* THE PROBLEM *
Pictures don't belong in the copy; print all the records exactly.

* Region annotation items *
"""

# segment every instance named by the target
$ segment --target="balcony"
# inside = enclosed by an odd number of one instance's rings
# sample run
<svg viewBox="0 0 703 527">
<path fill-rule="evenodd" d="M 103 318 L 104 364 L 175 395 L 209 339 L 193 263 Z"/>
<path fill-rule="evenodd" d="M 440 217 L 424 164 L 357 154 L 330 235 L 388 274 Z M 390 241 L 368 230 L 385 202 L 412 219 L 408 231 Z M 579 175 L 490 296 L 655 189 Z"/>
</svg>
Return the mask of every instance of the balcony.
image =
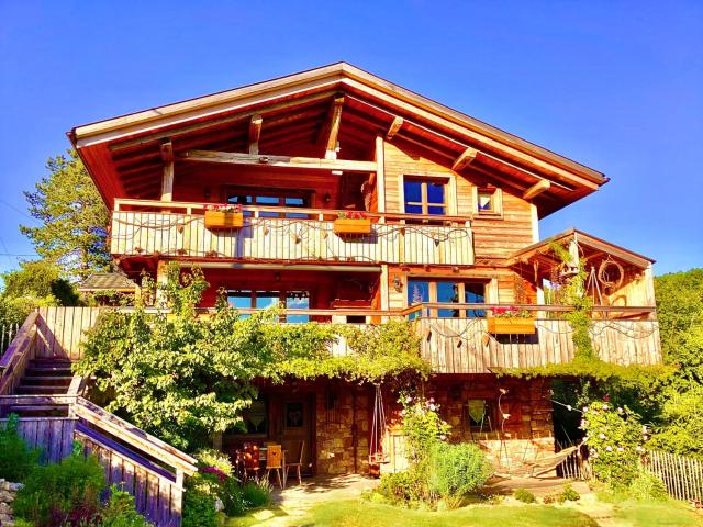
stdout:
<svg viewBox="0 0 703 527">
<path fill-rule="evenodd" d="M 499 304 L 417 304 L 403 311 L 377 310 L 283 310 L 281 316 L 306 315 L 317 323 L 346 324 L 365 319 L 365 324 L 391 318 L 414 321 L 421 337 L 420 354 L 436 373 L 490 373 L 505 368 L 539 367 L 567 363 L 574 356 L 571 327 L 563 315 L 568 306 L 520 305 L 534 313 L 534 335 L 489 333 L 483 317 L 440 317 L 438 313 L 457 310 L 489 312 Z M 82 355 L 83 332 L 107 307 L 41 307 L 37 319 L 37 357 Z M 440 311 L 442 310 L 442 311 Z M 207 311 L 207 310 L 205 310 Z M 253 313 L 256 310 L 241 310 Z M 354 317 L 354 318 L 350 318 Z M 72 329 L 71 329 L 72 328 Z M 590 328 L 593 347 L 601 359 L 622 366 L 661 363 L 659 323 L 654 307 L 594 307 Z M 348 355 L 344 338 L 332 345 L 333 355 Z"/>
<path fill-rule="evenodd" d="M 110 251 L 191 260 L 446 265 L 473 264 L 469 221 L 364 213 L 371 233 L 334 233 L 339 212 L 245 206 L 242 228 L 209 231 L 202 203 L 115 200 Z"/>
</svg>

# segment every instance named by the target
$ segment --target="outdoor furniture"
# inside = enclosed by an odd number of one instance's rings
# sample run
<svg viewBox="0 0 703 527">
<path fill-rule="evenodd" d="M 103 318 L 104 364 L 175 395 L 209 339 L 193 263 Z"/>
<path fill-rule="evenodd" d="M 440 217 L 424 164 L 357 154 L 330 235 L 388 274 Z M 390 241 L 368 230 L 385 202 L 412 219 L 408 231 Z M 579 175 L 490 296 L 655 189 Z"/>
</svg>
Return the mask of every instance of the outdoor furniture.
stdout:
<svg viewBox="0 0 703 527">
<path fill-rule="evenodd" d="M 258 478 L 261 470 L 260 447 L 256 442 L 245 442 L 244 452 L 242 452 L 242 461 L 244 466 L 244 475 L 248 478 L 253 475 Z"/>
<path fill-rule="evenodd" d="M 499 478 L 539 478 L 540 475 L 555 470 L 579 448 L 581 448 L 581 445 L 574 445 L 556 453 L 537 456 L 534 461 L 525 462 L 524 467 L 520 470 L 511 471 L 510 473 L 496 472 L 495 475 Z"/>
<path fill-rule="evenodd" d="M 284 481 L 281 478 L 283 451 L 280 445 L 269 445 L 266 451 L 266 479 L 270 478 L 271 471 L 276 471 L 278 485 L 283 489 Z"/>
<path fill-rule="evenodd" d="M 300 450 L 298 451 L 298 461 L 293 461 L 292 463 L 286 463 L 283 470 L 283 478 L 288 479 L 288 473 L 290 469 L 295 469 L 295 473 L 298 474 L 298 484 L 302 484 L 302 476 L 300 474 L 300 470 L 303 466 L 303 452 L 305 451 L 305 441 L 300 441 Z"/>
</svg>

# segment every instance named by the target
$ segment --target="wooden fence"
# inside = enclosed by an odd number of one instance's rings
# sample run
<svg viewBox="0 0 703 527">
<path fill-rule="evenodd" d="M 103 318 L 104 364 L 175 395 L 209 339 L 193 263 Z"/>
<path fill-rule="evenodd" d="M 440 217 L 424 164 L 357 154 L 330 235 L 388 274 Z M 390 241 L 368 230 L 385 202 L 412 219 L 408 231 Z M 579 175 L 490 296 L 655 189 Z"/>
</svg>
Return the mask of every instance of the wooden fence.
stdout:
<svg viewBox="0 0 703 527">
<path fill-rule="evenodd" d="M 19 435 L 43 450 L 44 462 L 59 462 L 70 456 L 74 441 L 80 442 L 100 461 L 108 484 L 131 493 L 149 522 L 180 525 L 183 476 L 196 471 L 194 459 L 80 396 L 5 395 L 0 403 L 67 404 L 66 417 L 21 417 Z"/>
<path fill-rule="evenodd" d="M 663 481 L 672 497 L 703 503 L 703 461 L 650 450 L 646 468 Z"/>
</svg>

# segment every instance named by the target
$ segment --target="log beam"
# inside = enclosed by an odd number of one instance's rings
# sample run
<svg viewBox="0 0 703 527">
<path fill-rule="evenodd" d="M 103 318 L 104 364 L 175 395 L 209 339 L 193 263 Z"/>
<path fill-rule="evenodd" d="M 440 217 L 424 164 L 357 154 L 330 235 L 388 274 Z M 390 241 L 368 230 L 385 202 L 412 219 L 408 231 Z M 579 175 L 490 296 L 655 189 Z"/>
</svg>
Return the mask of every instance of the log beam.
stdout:
<svg viewBox="0 0 703 527">
<path fill-rule="evenodd" d="M 260 114 L 255 113 L 249 121 L 249 154 L 259 153 L 259 137 L 261 136 L 261 124 L 264 124 L 264 117 Z"/>
<path fill-rule="evenodd" d="M 161 177 L 161 201 L 174 201 L 174 144 L 170 141 L 161 144 L 164 176 Z"/>
<path fill-rule="evenodd" d="M 456 160 L 454 161 L 454 165 L 451 165 L 451 170 L 456 172 L 471 165 L 473 159 L 476 159 L 477 154 L 478 154 L 478 150 L 469 146 L 466 150 L 461 153 L 461 155 L 459 155 L 459 157 L 456 158 Z"/>
<path fill-rule="evenodd" d="M 542 194 L 544 191 L 549 190 L 550 188 L 551 183 L 548 179 L 540 179 L 523 193 L 523 200 L 532 200 L 533 198 Z"/>
<path fill-rule="evenodd" d="M 233 152 L 188 150 L 179 160 L 194 162 L 216 162 L 225 165 L 248 165 L 269 168 L 298 168 L 313 170 L 343 170 L 348 172 L 376 172 L 376 161 L 353 161 L 347 159 L 319 159 L 316 157 L 261 156 Z"/>
<path fill-rule="evenodd" d="M 386 138 L 388 141 L 391 141 L 395 134 L 400 131 L 400 127 L 403 125 L 403 117 L 399 117 L 398 115 L 395 115 L 393 117 L 393 122 L 391 123 L 390 127 L 388 128 L 388 133 L 386 134 Z"/>
<path fill-rule="evenodd" d="M 325 146 L 325 159 L 337 158 L 337 138 L 339 137 L 339 125 L 342 124 L 342 108 L 344 106 L 344 96 L 337 94 L 332 100 L 327 119 L 320 131 L 319 143 Z"/>
</svg>

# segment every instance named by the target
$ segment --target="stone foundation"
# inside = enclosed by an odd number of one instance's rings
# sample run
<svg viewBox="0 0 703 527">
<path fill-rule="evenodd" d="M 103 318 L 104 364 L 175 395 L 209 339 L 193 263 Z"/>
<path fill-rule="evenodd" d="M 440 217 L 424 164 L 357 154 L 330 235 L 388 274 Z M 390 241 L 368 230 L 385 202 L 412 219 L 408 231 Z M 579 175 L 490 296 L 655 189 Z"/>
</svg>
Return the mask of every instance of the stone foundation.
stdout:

"""

* RESULT *
# segment every instance named by the target
$ segment --target="balcony"
# inside = enclosed by an odd number of one instance's rings
# sample run
<svg viewBox="0 0 703 527">
<path fill-rule="evenodd" d="M 103 318 L 104 364 L 175 395 L 209 339 L 193 263 Z"/>
<path fill-rule="evenodd" d="M 440 217 L 424 164 L 357 154 L 330 235 L 388 274 Z M 390 241 L 368 230 L 385 202 L 412 219 L 408 231 Z M 579 175 L 490 296 L 655 189 Z"/>
</svg>
Return the mask of every instance of the balcony.
image =
stdout:
<svg viewBox="0 0 703 527">
<path fill-rule="evenodd" d="M 499 304 L 417 304 L 403 311 L 377 310 L 283 310 L 281 316 L 306 315 L 317 323 L 346 324 L 365 319 L 365 324 L 391 318 L 414 321 L 421 337 L 420 354 L 436 373 L 490 373 L 505 368 L 539 367 L 567 363 L 574 356 L 571 327 L 563 315 L 568 306 L 520 305 L 534 313 L 534 335 L 489 333 L 483 317 L 440 317 L 438 313 L 457 310 L 489 312 Z M 82 355 L 83 332 L 107 307 L 41 307 L 37 319 L 37 357 Z M 440 311 L 442 310 L 442 311 Z M 207 311 L 207 310 L 205 310 Z M 253 313 L 256 310 L 241 310 Z M 354 317 L 354 318 L 350 318 Z M 72 329 L 71 329 L 72 328 Z M 590 328 L 593 347 L 601 359 L 622 366 L 661 363 L 659 323 L 654 307 L 594 307 Z M 348 355 L 344 338 L 332 345 L 333 355 Z"/>
<path fill-rule="evenodd" d="M 110 251 L 191 260 L 446 265 L 473 264 L 469 221 L 364 213 L 371 233 L 334 233 L 339 212 L 245 206 L 242 228 L 209 231 L 202 203 L 115 200 Z"/>
</svg>

# segment every instance named by the target
$ segment --target="outdoor furniture"
# inside = enclosed by an odd number of one instance's rings
# sample run
<svg viewBox="0 0 703 527">
<path fill-rule="evenodd" d="M 103 318 L 104 364 L 175 395 L 209 339 L 193 263 Z"/>
<path fill-rule="evenodd" d="M 440 217 L 424 164 L 357 154 L 330 235 L 388 274 Z M 390 241 L 368 230 L 385 202 L 412 219 L 408 231 Z M 579 175 L 490 296 L 655 189 Z"/>
</svg>
Return the mask of every instance of the outdoor furniture.
stdout:
<svg viewBox="0 0 703 527">
<path fill-rule="evenodd" d="M 258 478 L 261 470 L 260 447 L 256 442 L 245 442 L 244 452 L 242 452 L 242 461 L 244 466 L 244 475 L 248 478 L 253 475 Z"/>
<path fill-rule="evenodd" d="M 499 478 L 539 478 L 540 475 L 555 470 L 579 448 L 581 448 L 581 445 L 574 445 L 556 453 L 537 456 L 534 461 L 525 462 L 524 467 L 520 470 L 511 471 L 510 473 L 496 472 L 495 475 Z"/>
<path fill-rule="evenodd" d="M 284 481 L 281 478 L 283 451 L 280 445 L 269 445 L 266 451 L 266 479 L 270 478 L 271 471 L 276 471 L 278 485 L 283 489 Z"/>
<path fill-rule="evenodd" d="M 300 450 L 298 451 L 298 461 L 293 461 L 292 463 L 286 463 L 283 470 L 283 478 L 288 479 L 288 473 L 290 469 L 295 469 L 295 473 L 298 474 L 298 484 L 302 484 L 302 476 L 300 474 L 300 470 L 303 466 L 303 452 L 305 451 L 305 441 L 300 441 Z"/>
</svg>

# segment every instance named by the target
$ segment --target="wooden fence"
# inside = enclosed by an odd number of one instance's rings
# sample run
<svg viewBox="0 0 703 527">
<path fill-rule="evenodd" d="M 103 318 L 104 364 L 175 395 L 209 339 L 193 263 Z"/>
<path fill-rule="evenodd" d="M 440 217 L 424 164 L 357 154 L 330 235 L 388 274 Z M 390 241 L 368 230 L 385 202 L 412 219 L 408 231 Z M 579 175 L 490 296 L 655 189 Z"/>
</svg>
Return the mask of every instance of the wooden fence.
stdout:
<svg viewBox="0 0 703 527">
<path fill-rule="evenodd" d="M 19 435 L 43 450 L 44 462 L 59 462 L 70 456 L 74 441 L 80 442 L 100 461 L 108 484 L 131 493 L 149 522 L 180 525 L 183 476 L 196 471 L 194 459 L 80 396 L 5 395 L 0 403 L 67 404 L 66 417 L 21 417 Z"/>
<path fill-rule="evenodd" d="M 663 481 L 672 497 L 703 503 L 703 461 L 650 450 L 646 468 Z"/>
</svg>

# segment every instance named by the target
$ segment --target="log beam"
# inside = enclosed by an odd number of one instance's rings
# sample run
<svg viewBox="0 0 703 527">
<path fill-rule="evenodd" d="M 103 318 L 104 364 L 175 395 L 209 339 L 193 263 Z"/>
<path fill-rule="evenodd" d="M 440 217 L 424 164 L 357 154 L 330 235 L 388 274 Z M 390 241 L 368 230 L 385 202 L 412 219 L 408 231 Z M 579 175 L 490 296 L 655 189 Z"/>
</svg>
Return the mask of every instance of the log beam.
stdout:
<svg viewBox="0 0 703 527">
<path fill-rule="evenodd" d="M 260 114 L 255 113 L 249 121 L 249 154 L 259 153 L 259 137 L 261 136 L 261 124 L 264 124 L 264 117 Z"/>
<path fill-rule="evenodd" d="M 161 177 L 161 201 L 174 201 L 174 144 L 170 141 L 161 144 L 164 176 Z"/>
<path fill-rule="evenodd" d="M 456 160 L 454 161 L 454 165 L 451 165 L 451 170 L 456 172 L 471 165 L 473 159 L 476 159 L 477 154 L 478 154 L 478 150 L 469 146 L 466 150 L 461 153 L 461 155 L 459 155 L 459 157 L 456 158 Z"/>
<path fill-rule="evenodd" d="M 542 194 L 544 191 L 549 190 L 550 188 L 551 183 L 548 179 L 540 179 L 523 193 L 523 200 L 532 200 L 533 198 Z"/>
<path fill-rule="evenodd" d="M 233 152 L 188 150 L 179 160 L 194 162 L 216 162 L 225 165 L 248 165 L 269 168 L 298 168 L 313 170 L 343 170 L 348 172 L 376 172 L 376 161 L 353 161 L 347 159 L 319 159 L 316 157 L 261 156 Z"/>
<path fill-rule="evenodd" d="M 386 138 L 388 141 L 391 141 L 395 134 L 400 131 L 400 127 L 403 125 L 403 117 L 399 117 L 398 115 L 395 115 L 393 117 L 393 122 L 391 123 L 390 127 L 388 128 L 388 133 L 386 134 Z"/>
<path fill-rule="evenodd" d="M 325 146 L 325 159 L 337 158 L 337 138 L 339 137 L 339 125 L 342 124 L 342 108 L 344 106 L 344 96 L 337 94 L 332 100 L 327 119 L 320 131 L 319 143 Z"/>
</svg>

# segment every instance named by the target
$ segment --target="stone foundation"
# inside = enclosed by an odd number of one instance's rings
# sample run
<svg viewBox="0 0 703 527">
<path fill-rule="evenodd" d="M 103 318 L 104 364 L 175 395 L 209 339 L 193 263 Z"/>
<path fill-rule="evenodd" d="M 440 217 L 424 164 L 357 154 L 330 235 L 388 274 Z M 390 241 L 368 230 L 385 202 L 412 219 L 408 231 Z M 579 175 L 490 296 L 655 189 Z"/>
</svg>
Return the mask of every instance of the stone foundation.
stdout:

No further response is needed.